WHAT NEEDS TO BE DONE: Pictures stay out; everything else in the records below gets copied exactly.

Top of MATERIAL FOR THIS TASK

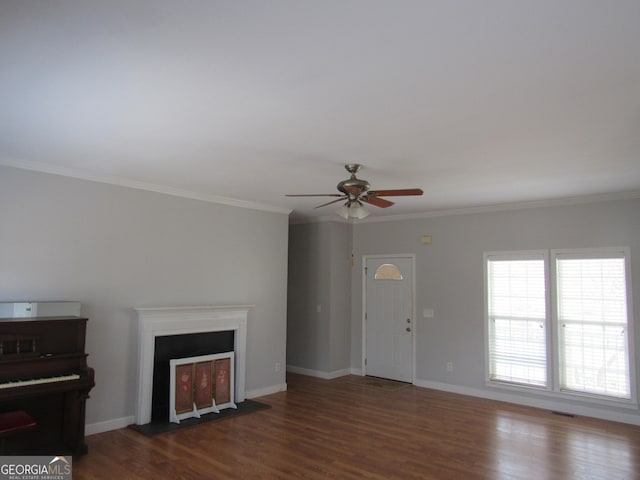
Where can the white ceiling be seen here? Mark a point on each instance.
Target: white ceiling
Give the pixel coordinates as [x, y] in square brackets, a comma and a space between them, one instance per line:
[477, 102]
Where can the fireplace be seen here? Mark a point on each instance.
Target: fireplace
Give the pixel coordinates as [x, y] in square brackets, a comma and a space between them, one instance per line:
[169, 321]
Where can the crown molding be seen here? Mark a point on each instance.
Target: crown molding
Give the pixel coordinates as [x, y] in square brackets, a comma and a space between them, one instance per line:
[125, 182]
[557, 202]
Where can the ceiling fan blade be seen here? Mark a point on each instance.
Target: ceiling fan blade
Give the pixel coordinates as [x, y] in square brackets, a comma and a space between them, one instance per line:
[396, 193]
[378, 202]
[332, 201]
[315, 195]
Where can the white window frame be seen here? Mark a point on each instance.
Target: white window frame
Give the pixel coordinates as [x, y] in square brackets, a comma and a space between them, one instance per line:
[595, 253]
[553, 388]
[516, 256]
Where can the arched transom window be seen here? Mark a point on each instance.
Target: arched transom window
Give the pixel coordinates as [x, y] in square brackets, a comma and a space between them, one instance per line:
[388, 271]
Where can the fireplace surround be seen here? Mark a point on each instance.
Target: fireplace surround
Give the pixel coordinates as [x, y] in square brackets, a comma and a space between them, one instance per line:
[164, 321]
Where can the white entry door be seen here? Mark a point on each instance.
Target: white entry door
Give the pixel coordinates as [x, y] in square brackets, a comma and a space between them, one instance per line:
[389, 323]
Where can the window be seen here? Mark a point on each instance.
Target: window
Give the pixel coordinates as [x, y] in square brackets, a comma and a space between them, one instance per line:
[388, 271]
[593, 325]
[517, 319]
[582, 344]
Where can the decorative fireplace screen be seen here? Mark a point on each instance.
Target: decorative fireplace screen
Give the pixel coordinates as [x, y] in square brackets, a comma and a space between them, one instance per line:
[200, 385]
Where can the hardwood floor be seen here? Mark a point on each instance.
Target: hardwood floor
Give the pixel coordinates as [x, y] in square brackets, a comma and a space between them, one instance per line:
[335, 429]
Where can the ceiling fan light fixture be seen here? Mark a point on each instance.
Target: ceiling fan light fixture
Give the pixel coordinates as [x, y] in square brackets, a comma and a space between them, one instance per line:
[358, 211]
[355, 210]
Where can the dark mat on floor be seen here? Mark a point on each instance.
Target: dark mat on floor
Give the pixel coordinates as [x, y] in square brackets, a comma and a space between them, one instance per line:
[382, 384]
[156, 428]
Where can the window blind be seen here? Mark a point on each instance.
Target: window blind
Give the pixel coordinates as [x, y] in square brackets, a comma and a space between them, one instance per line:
[517, 320]
[593, 326]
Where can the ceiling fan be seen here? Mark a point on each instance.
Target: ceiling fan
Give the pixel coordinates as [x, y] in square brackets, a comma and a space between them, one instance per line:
[354, 191]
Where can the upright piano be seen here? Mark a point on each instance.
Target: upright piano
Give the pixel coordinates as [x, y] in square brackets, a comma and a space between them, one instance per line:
[44, 372]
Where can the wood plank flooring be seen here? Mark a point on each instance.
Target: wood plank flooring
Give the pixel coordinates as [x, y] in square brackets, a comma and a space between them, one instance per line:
[336, 429]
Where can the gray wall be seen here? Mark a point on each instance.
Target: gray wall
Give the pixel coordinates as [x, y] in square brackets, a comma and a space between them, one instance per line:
[449, 275]
[319, 342]
[115, 248]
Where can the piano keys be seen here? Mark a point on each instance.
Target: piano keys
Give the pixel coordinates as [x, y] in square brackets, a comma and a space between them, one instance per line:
[44, 371]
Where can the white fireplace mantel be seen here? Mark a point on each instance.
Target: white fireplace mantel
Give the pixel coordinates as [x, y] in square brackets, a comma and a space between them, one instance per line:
[164, 321]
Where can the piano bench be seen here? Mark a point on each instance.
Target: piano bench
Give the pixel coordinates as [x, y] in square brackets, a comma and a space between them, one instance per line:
[12, 423]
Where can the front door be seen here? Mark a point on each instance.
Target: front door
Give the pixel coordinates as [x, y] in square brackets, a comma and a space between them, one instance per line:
[389, 323]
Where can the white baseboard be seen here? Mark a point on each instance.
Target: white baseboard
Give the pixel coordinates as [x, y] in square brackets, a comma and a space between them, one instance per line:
[545, 404]
[115, 424]
[319, 373]
[261, 392]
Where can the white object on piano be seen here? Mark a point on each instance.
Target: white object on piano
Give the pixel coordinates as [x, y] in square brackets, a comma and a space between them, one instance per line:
[38, 381]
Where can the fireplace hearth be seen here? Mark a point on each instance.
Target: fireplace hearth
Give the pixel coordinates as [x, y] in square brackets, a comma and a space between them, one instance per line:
[171, 321]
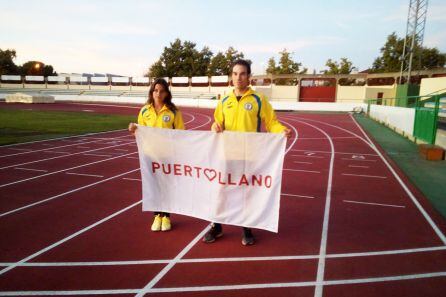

Bottom of MATERIAL FOR THIS TASK

EXERCISE OUTPUT:
Where can the white ceiling be seen here? Mark a point on each instance.
Target: white ceiling
Give the pixel coordinates as [x, y] in square brackets, a comma and a space between them, one instance per line:
[477, 102]
Where can the fireplace be seen here? Mark a point on each instance.
Target: fireplace
Give the pixel coordinates as [x, y] in square brackets, a comma and a space between them, one instance per line:
[169, 321]
Where can the crown molding be seen here? Mark a point on each instance.
Target: crown molding
Give the pixel coordinates as [x, y] in square brackets, a comma and a space between them, one instance per line:
[125, 182]
[557, 202]
Where can the ceiling fan blade be seen here? Mark a point on each instance.
Target: ceiling fan blade
Give the pixel coordinates as [x, y] in square brackets, a comma and a space between them, one instance per line:
[396, 193]
[378, 202]
[332, 201]
[315, 195]
Where can the white window frame be seen here? Mark a point on each instance.
Target: white window frame
Give the pixel coordinates as [x, y] in square brackets, a comma and a space between them, one instance per line:
[595, 253]
[553, 388]
[516, 256]
Where can the arched transom window be seen here? Mark a point on each instance.
Target: arched transom window
Give the pixel coordinates as [x, y] in square brackets, a comma and a space between them, one instance per line:
[388, 271]
Where can the fireplace surround be seen here? Mark a point on each instance.
Target: fireplace surround
Give the pixel coordinates as [x, y] in square brackets, a comma and a space between them, one instance per line:
[164, 321]
Where can the white entry door be seen here? Mark a point on each instance.
Target: white entry door
Give the pixel coordinates as [x, y] in square brackets, a comma and a space between them, one instance per line:
[389, 323]
Where can the window be seen here? Mark a point on each instance.
Target: window
Give the pixel coordinates as [x, y] in square brackets, a comma and a space between them, one instance per line:
[388, 271]
[593, 325]
[517, 319]
[582, 344]
Where can the decorative fireplace screen be seen here? Mark a point on each instance.
Target: decorative fireplace screen
Give the pixel coordinates as [x, y] in square brackets, a comma and a space between them, one instance per line:
[200, 385]
Where can the hardwood floor be seen here? Mark a point on each instance.
Target: hardwood floor
Give the pixel coordinates as [x, y] in square brackets, a comma and a space between them, one instance per line:
[335, 429]
Where can the ceiling fan light fixture be seen here? Mark a point on each instance.
Target: ceiling fan light fixture
Give the pixel coordinates as [x, y] in square brackets, a comma and a space between them, one instance per line:
[358, 211]
[355, 210]
Where can the dark mat on floor be seen here? Mark a point on each instance.
Target: dark mat on floor
Give the pixel coordinates as [x, y] in square brackets, a comma and a space between them, one instance per line:
[382, 384]
[156, 428]
Where can the window blind be seen here? Mark a point on each instance.
Target: window blind
Give the pixel coordinates as [x, y] in square brackets, a comma and a space between them, one instance per line:
[517, 320]
[593, 326]
Where can the ceiling fan be seen here? Mark a point on each instance.
Target: ceiling fan
Give the pixel coordinates as [x, y] in square brackets, a comma and a space between them, one instance per line:
[354, 191]
Where can the upright piano be seen here? Mark a point on each instance.
Target: upright piano
Give the pixel coordinates as [x, y] in square brackets, a comma and a space between them, one instance per line:
[44, 372]
Where can the wood plank flooring be seen here? Mark a point on each instance.
Target: wood plank flooring
Give the pixel coordinates as [x, y] in square brackets, a comma and a space between them, one instance per line:
[336, 429]
Where can the gray wall be seen here? Mark a point on each instance.
Target: gray wall
Give the pixel coordinates as [x, y] in square brackets, a comma and a space between them, one instance per line:
[449, 275]
[319, 342]
[115, 248]
Where can the piano keys be seen here? Mark a point on each instance.
Target: piano keys
Give the pixel coordinates as [x, y] in square brackets, a comma and a space between them, one instance per line:
[44, 371]
Where can the white fireplace mantel be seen here? Mark a point on each instance.
Target: white fireplace mantel
Give the pixel coordinates as [x, y] in square brackets, a comma and a space between them, one instance per line:
[164, 321]
Where can the piano bench be seen here? Mark a point on each instance.
Target: piano bench
Give the pixel coordinates as [x, y] in square brackets, a comma and a space between them, one instance per line:
[12, 423]
Where can the front door be seen here? Mark a point on each instance.
Target: front door
Give the pixel coordinates as [x, y] in square brackets, a comma and a space between them, one instance per line:
[389, 323]
Where can the white baseboard be seen here? Mark a point on each instance.
Target: white baseboard
Give the pixel coordinates as [x, y] in square brackets, a comma and a space between them, one instance per line:
[545, 404]
[115, 424]
[319, 373]
[261, 392]
Where can the white object on piano be seen here? Mark a point on each instance.
Target: white object on piano
Give the pixel coordinates as [x, y] in square brackets, a comma and a space between them, one instance per line:
[38, 381]
Where can the fireplace hearth be seen here? Mark a point on each instance.
Target: fireplace hearth
Give the pixel coordinates as [x, y] in square brackets, a comma and a space between them, one instance per line:
[171, 321]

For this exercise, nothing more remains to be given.